───── Page extract
6

I have a node.js tcp server that is used as a backend to an iPhone chat client. Since my implementation includes private group chats I store a list of users and what chat room they belong to in memory in order to route messages appropriately. This all works for fine assuming my chat server will always be on one machine, but when/if I need to scale horizontally I need a good way of broadcasting messages to clients that connect to different servers. I don't want to start doing inter-process communication between node servers and would prefer sharing state with redis.

I have a few ideas but I'm wondering if anyone has a good solution for this? To be clear here is an example:

User 1 connects to server 1 on room X, user 2 connects to server 2 on room X. User 1 sends a message, I need this to be passed to user 2, but since I am using an in memory data structure the servers don't share state. I want my node servers to remain as dumb as possible so I can just add/remove to the needs of my system.

Thanks :)

brandizzi
  • 26,083
  • 8
  • 103
  • 158
Emmanuel P
  • 185
  • 1
  • 2
  • 8

2 Answers2

3

You could use a messaging layer (using something like pub/sub) that spans the processes:

                             Message Queue
-------------------------------------------------------------------------------
            |                                     |
         ServerA                               ServerB
         -------                               -------
Room 1: User1, User2                  Room 1: User3, User5
Room 2: User4, User7, User11          Room 2: User6, User8
Room 3: User9, User13                 Room 3: User10, User12, User14

Let's say User1 sends a chat message. ServerA sends a message on the message queue that says "User1 in Room 1 said something" (along with whatever they said). Each of your other server processes listens for such events, so, in this example, ServerB will see that it needs to distribute the message from User1 to all users in its own Room 1. You can scale to many processes in this way--each new process just needs to make sure they listen to appropriate messages on the queue.

Redis has pub/sub functionality that you may be able to use for this if you're already using Redis. Additionaly, there are other third-party tools for this kind of thing, like ZeroMQ; see also this question.
──────────
### Problems to work on
1 - Copy the passage of the chat-server scaling thread between "I have a few" and "of my system.", inclusive.
2 - Carry on the thread about scaling a Node.js chat server from its last line.
───── Provided records
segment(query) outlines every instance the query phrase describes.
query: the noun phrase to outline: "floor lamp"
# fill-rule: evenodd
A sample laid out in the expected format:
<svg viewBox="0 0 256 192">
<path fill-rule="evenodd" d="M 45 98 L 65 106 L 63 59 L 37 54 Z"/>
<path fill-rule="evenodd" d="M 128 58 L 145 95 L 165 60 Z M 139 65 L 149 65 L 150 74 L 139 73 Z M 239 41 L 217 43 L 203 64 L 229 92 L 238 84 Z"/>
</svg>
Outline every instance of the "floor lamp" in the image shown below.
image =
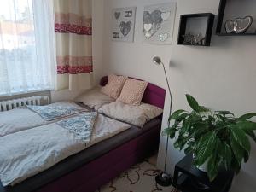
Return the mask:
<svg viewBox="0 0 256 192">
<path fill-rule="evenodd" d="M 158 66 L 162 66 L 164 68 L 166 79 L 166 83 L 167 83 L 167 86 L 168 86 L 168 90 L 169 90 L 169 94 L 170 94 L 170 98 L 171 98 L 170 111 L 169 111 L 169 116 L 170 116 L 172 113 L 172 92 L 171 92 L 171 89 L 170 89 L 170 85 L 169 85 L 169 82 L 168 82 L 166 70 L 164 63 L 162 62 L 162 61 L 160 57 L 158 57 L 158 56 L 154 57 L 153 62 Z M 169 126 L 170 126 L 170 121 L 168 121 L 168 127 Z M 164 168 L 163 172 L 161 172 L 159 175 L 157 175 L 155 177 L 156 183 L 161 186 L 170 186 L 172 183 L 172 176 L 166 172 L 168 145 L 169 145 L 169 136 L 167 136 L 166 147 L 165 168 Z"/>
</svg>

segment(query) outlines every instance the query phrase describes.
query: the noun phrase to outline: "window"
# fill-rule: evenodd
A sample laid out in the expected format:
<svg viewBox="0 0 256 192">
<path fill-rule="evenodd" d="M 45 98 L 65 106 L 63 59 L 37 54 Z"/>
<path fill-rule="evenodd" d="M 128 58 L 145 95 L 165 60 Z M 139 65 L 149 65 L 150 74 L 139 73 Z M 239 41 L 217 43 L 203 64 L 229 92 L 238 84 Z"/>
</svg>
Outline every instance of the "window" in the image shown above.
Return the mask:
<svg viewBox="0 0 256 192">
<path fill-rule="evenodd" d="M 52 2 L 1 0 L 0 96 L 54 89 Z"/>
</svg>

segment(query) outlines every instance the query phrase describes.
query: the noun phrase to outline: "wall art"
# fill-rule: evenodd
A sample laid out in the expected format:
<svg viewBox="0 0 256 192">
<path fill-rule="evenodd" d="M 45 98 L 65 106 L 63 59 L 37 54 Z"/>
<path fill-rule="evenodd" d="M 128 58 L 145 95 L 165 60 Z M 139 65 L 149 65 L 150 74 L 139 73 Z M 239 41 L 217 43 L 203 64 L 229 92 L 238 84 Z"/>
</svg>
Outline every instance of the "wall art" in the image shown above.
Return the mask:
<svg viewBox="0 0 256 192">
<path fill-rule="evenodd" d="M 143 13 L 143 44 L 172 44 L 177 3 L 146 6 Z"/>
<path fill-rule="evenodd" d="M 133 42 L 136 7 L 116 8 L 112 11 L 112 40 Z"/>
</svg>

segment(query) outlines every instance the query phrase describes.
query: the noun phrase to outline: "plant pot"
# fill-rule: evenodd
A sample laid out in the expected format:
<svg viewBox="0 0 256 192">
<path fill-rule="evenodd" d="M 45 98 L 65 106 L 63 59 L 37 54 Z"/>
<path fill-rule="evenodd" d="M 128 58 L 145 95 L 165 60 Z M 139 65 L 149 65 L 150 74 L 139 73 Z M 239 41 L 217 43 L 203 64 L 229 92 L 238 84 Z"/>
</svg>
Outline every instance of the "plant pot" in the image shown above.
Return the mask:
──────────
### Exercise answers
1 -
I have a few ideas but I'm wondering if anyone has a good solution for this? To be clear here is an example:

User 1 connects to server 1 on room X, user 2 connects to server 2 on room X. User 1 sends a message, I need this to be passed to user 2, but since I am using an in memory data structure the servers don't share state. I want my node servers to remain as dumb as possible so I can just add/remove to the needs of my system.

2 -
Community
  • 1
  • 1
Michelle Tilley
  • 157,729
  • 40
  • 374
  • 311
  • That's a fairly good solution but the message queue will be the bottleneck while every message has to go through the message queue. Wit a small optimization it's a best-practise: Try to ensure that users in the same room will be on the server, so you don't need the message queue. If rooms grow and need to be splitted to a bunch of servers you need to use the message queue. But small channels will not need it. – Tobias P. Sep 26 '11 at 09:36
  • This would require quite a bit of rework in his architecture - I think he's looking for a solution that's invisible to the node logic. – UpTheCreek Mar 29 '12 at 13:22
0

Redis is supposed to have built in cluster support in the near future, in the mean time you can use a consistent hashing algorithm to distribute your keys evenly across multiple servers. Someone out there has a hashing module for node.js, which was written specifically to implement consistent hashing for a redis cluster module for node.js. You might want to key off the 'room' name to ensure that all data points for a room wind up on the same host. With this type of setup all the logic for which server to use remains on the client, so your redis cluster can basically remain the same and you can easily add or remove hosts.

Update

I found the consistent hashing implementation for redis I was talking about, it gives the code of course, and also explains sharding in an easy to digest way.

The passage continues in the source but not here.